* [DIRECTIONS FOR THIS TASK] Output, with no changes, the span of lines that opens with the line containing "Where can the white wall" and closes with the last line.

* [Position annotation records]

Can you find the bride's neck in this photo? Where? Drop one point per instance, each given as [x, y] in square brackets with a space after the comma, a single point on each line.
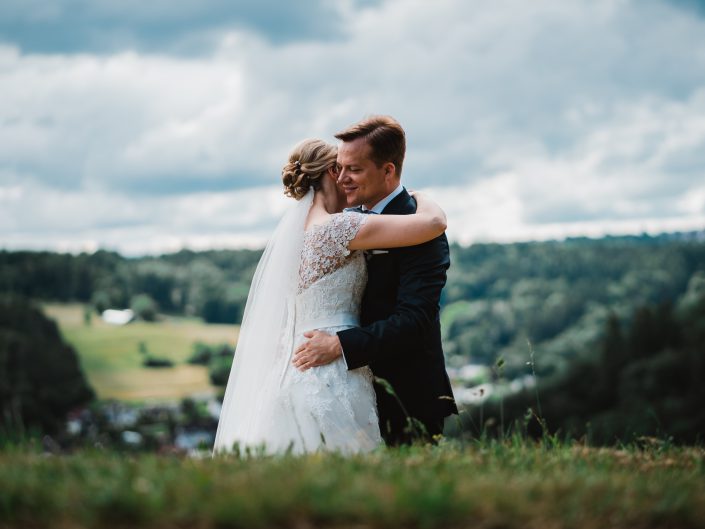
[327, 198]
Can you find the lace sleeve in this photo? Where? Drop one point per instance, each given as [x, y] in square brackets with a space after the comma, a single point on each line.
[326, 246]
[338, 233]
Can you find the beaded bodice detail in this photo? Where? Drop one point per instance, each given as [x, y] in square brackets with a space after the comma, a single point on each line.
[331, 278]
[325, 247]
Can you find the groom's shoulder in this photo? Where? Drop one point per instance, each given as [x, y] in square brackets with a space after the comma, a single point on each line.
[402, 204]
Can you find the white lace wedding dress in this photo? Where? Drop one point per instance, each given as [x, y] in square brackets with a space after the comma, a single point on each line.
[329, 407]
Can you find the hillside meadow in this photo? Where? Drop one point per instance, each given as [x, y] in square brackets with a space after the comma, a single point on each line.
[510, 484]
[110, 355]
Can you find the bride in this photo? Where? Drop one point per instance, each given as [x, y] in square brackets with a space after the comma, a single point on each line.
[312, 275]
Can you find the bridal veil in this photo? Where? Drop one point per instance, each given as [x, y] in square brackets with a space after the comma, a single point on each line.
[266, 333]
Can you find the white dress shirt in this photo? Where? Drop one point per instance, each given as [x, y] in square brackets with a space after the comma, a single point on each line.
[377, 209]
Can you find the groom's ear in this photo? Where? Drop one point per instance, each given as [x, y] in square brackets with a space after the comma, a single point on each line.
[390, 170]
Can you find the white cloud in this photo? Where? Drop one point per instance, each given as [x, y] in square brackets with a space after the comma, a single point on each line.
[542, 118]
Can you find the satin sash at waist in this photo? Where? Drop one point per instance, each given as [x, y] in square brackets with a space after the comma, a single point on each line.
[332, 320]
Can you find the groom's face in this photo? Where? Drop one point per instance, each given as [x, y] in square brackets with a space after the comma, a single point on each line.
[359, 177]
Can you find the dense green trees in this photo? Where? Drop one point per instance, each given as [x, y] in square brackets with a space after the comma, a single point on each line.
[616, 325]
[643, 378]
[40, 376]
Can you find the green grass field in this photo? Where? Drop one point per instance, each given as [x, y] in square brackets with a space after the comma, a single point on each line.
[112, 362]
[483, 485]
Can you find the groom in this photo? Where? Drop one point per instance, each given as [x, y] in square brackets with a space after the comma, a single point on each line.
[400, 334]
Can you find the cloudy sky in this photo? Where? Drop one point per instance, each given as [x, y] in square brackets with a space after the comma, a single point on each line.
[145, 127]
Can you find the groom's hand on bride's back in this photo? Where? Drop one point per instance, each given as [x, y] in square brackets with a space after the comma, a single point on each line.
[320, 349]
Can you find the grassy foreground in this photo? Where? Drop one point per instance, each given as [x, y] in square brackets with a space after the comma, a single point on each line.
[483, 485]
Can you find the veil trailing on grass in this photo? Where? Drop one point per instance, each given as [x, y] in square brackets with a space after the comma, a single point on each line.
[266, 333]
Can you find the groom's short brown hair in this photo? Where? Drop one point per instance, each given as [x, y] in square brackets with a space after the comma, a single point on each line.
[385, 137]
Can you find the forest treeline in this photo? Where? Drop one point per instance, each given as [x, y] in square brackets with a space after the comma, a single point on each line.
[581, 313]
[498, 298]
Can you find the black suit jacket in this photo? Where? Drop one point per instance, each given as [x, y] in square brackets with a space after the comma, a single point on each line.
[400, 332]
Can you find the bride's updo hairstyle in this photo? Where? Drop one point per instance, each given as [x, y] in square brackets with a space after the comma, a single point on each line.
[307, 164]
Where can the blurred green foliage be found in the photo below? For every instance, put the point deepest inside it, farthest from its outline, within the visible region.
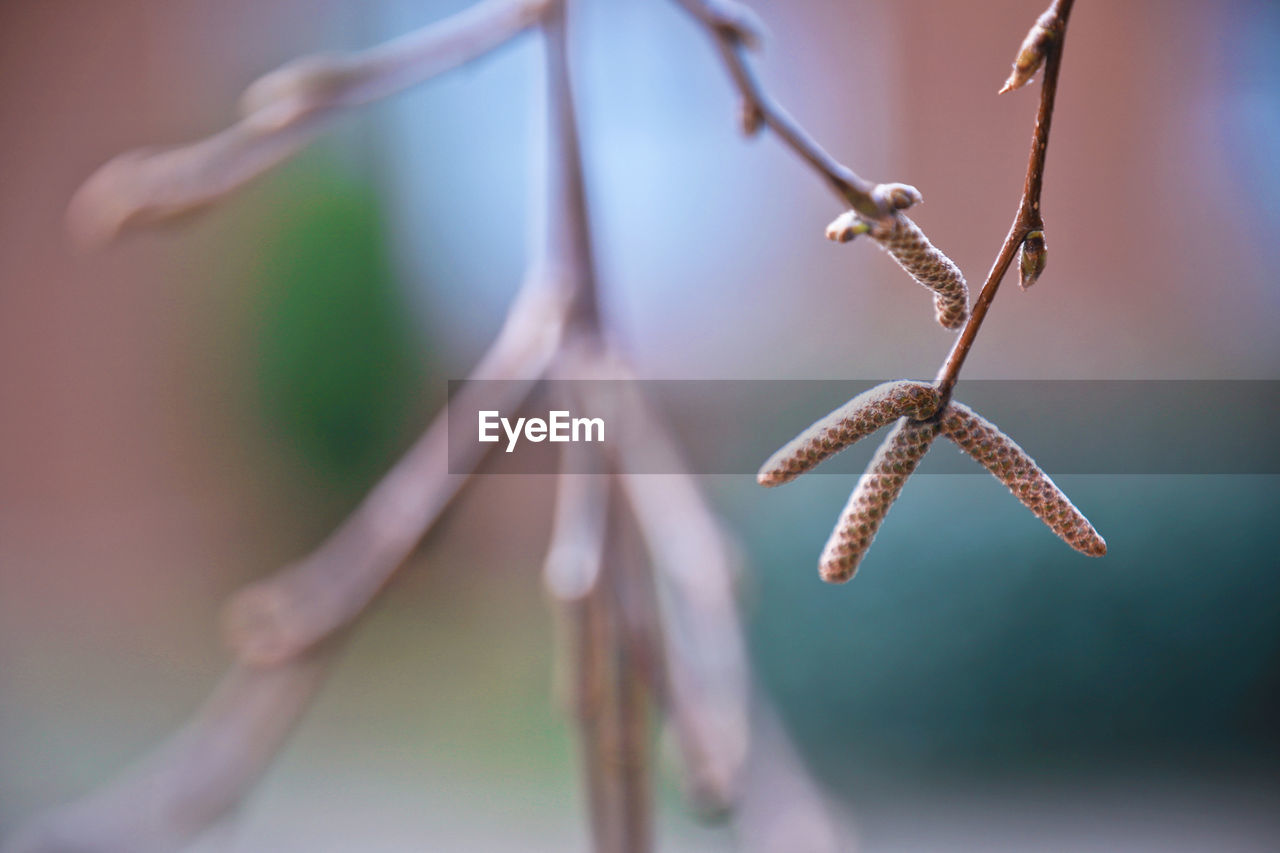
(338, 369)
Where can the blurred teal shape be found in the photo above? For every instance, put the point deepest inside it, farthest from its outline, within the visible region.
(338, 370)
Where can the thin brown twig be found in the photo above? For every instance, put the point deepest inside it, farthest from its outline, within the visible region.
(734, 28)
(1028, 218)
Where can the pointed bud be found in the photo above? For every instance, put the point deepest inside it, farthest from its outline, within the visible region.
(856, 419)
(1010, 464)
(899, 196)
(845, 227)
(895, 460)
(1032, 54)
(1032, 258)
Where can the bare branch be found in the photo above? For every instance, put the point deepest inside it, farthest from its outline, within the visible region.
(282, 113)
(613, 708)
(734, 27)
(705, 661)
(284, 614)
(1010, 464)
(856, 419)
(197, 776)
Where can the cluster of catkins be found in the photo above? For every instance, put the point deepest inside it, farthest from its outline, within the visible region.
(920, 411)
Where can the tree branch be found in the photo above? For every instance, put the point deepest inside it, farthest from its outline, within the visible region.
(197, 776)
(282, 113)
(1028, 220)
(735, 28)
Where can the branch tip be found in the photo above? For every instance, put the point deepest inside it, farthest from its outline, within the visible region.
(1040, 40)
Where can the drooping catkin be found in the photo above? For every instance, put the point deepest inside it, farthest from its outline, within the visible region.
(1010, 464)
(926, 263)
(856, 419)
(895, 460)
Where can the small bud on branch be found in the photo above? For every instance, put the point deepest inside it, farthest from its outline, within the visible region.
(1031, 55)
(1032, 258)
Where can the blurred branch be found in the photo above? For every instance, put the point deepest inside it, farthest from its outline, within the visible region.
(287, 612)
(282, 113)
(695, 565)
(197, 776)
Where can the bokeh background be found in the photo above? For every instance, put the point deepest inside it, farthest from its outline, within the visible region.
(191, 409)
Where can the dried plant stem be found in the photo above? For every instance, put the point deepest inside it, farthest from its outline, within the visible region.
(282, 113)
(196, 776)
(1028, 218)
(707, 692)
(613, 717)
(280, 616)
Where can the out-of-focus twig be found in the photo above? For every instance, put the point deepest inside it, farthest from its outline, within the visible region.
(197, 776)
(282, 113)
(705, 696)
(282, 615)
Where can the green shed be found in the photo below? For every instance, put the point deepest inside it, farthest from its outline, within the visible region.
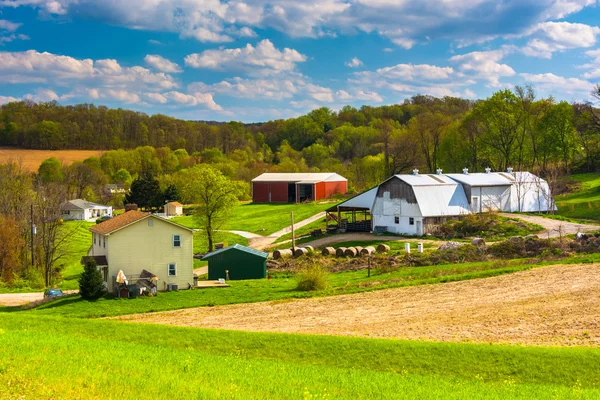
(242, 263)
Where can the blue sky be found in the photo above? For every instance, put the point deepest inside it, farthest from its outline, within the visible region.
(255, 60)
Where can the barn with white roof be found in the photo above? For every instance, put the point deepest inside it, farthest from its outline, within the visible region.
(415, 204)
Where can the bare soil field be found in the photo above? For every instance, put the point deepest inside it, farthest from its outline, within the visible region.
(556, 305)
(32, 159)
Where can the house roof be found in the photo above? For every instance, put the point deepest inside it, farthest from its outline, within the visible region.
(239, 247)
(126, 219)
(119, 222)
(80, 204)
(100, 260)
(300, 177)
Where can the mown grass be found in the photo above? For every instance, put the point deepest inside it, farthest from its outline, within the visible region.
(262, 219)
(584, 203)
(282, 285)
(108, 359)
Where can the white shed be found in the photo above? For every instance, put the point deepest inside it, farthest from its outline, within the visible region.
(414, 204)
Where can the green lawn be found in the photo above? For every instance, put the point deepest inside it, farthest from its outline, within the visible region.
(263, 219)
(584, 202)
(282, 286)
(107, 359)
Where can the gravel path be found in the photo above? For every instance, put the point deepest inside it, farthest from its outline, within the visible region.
(555, 305)
(554, 228)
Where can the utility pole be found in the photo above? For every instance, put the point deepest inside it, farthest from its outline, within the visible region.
(33, 232)
(293, 238)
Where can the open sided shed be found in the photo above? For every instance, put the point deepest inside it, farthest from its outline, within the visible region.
(237, 261)
(297, 187)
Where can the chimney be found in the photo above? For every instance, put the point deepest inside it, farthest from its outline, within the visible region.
(130, 206)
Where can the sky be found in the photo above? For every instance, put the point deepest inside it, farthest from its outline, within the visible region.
(257, 60)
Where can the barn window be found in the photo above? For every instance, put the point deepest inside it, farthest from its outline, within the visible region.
(172, 269)
(176, 240)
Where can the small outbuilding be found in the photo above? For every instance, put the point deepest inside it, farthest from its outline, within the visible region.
(297, 187)
(236, 262)
(173, 209)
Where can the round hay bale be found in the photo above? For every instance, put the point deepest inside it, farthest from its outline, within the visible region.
(351, 252)
(278, 254)
(328, 251)
(383, 248)
(340, 252)
(300, 251)
(367, 251)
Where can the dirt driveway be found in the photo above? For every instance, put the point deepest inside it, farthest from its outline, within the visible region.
(554, 228)
(556, 305)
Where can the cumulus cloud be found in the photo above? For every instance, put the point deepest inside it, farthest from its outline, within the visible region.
(404, 23)
(161, 63)
(265, 58)
(485, 65)
(559, 36)
(354, 63)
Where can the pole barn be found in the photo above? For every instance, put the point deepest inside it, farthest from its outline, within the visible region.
(297, 187)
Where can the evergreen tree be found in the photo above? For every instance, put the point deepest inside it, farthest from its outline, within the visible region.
(91, 284)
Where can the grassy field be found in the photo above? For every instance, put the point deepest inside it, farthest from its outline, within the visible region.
(32, 159)
(134, 360)
(262, 219)
(282, 286)
(583, 203)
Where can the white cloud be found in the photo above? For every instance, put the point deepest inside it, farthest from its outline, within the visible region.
(550, 37)
(403, 22)
(354, 63)
(161, 63)
(485, 65)
(559, 84)
(265, 58)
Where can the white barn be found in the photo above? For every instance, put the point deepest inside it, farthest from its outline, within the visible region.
(415, 204)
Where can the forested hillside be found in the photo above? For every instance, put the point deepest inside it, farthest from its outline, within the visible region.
(511, 128)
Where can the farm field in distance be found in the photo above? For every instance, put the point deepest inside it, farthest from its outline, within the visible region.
(33, 158)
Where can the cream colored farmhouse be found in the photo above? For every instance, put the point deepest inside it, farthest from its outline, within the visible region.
(137, 241)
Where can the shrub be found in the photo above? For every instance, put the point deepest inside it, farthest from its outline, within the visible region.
(91, 284)
(312, 277)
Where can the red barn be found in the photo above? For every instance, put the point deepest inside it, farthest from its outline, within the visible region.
(297, 187)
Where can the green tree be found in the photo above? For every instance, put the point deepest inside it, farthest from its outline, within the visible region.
(215, 194)
(91, 284)
(50, 170)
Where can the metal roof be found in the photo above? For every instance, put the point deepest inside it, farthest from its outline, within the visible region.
(441, 200)
(426, 179)
(482, 179)
(303, 177)
(245, 249)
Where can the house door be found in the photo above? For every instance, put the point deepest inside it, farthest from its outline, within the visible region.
(419, 228)
(475, 204)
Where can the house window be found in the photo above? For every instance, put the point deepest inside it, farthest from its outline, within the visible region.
(176, 240)
(172, 269)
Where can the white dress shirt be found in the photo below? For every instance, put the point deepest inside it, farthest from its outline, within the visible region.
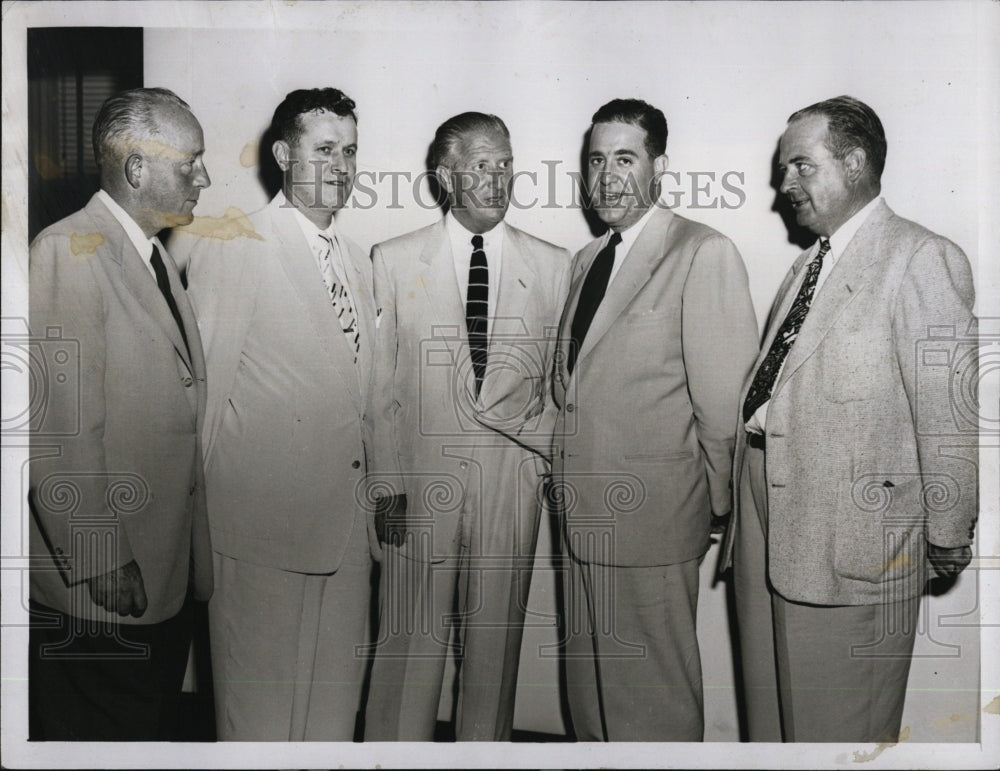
(142, 244)
(461, 253)
(839, 242)
(629, 235)
(318, 246)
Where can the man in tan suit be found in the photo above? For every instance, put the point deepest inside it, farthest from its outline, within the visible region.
(469, 307)
(116, 488)
(655, 340)
(851, 476)
(288, 320)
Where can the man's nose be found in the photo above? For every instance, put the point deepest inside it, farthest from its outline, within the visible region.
(788, 178)
(202, 180)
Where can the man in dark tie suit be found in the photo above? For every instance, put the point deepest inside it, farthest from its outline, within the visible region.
(655, 340)
(288, 319)
(116, 488)
(469, 307)
(851, 481)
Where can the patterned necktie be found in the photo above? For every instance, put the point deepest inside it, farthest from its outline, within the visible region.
(591, 295)
(339, 298)
(767, 374)
(163, 282)
(477, 306)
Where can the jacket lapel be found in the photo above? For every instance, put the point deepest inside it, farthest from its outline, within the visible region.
(633, 274)
(137, 278)
(447, 311)
(299, 266)
(841, 287)
(509, 333)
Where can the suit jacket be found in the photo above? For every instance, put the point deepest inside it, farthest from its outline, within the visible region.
(457, 456)
(645, 419)
(117, 470)
(864, 461)
(285, 430)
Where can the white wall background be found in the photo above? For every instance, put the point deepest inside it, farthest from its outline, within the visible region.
(726, 75)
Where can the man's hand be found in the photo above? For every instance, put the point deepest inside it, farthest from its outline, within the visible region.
(948, 563)
(120, 591)
(720, 522)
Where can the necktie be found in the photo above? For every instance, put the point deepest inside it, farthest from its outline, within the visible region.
(767, 374)
(339, 298)
(477, 306)
(163, 282)
(594, 287)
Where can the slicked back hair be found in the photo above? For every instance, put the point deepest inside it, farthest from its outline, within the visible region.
(850, 123)
(448, 138)
(640, 114)
(128, 118)
(285, 123)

* [RESPONSE TO THE TASK]
Where can the white wall background be found in the photo above? For every instance, put the point deepest inside it, farthest from its outline, within the visible region.
(726, 75)
Where can the man's hand be found in the photo above? For every instance, put the point deepest inside it, farthest from its outline, within the visible region.
(948, 563)
(120, 591)
(720, 522)
Where can the necktie be found in the photo above? For every instance, put the point deepest inside it, farthest from its outline, within the visible region.
(767, 374)
(339, 298)
(477, 306)
(163, 282)
(594, 287)
Where can the slicked back hair be found in the photo above? For every instance, put the point deepest inside it, farthest from its outline, within the visible region.
(850, 123)
(448, 138)
(640, 114)
(128, 118)
(285, 123)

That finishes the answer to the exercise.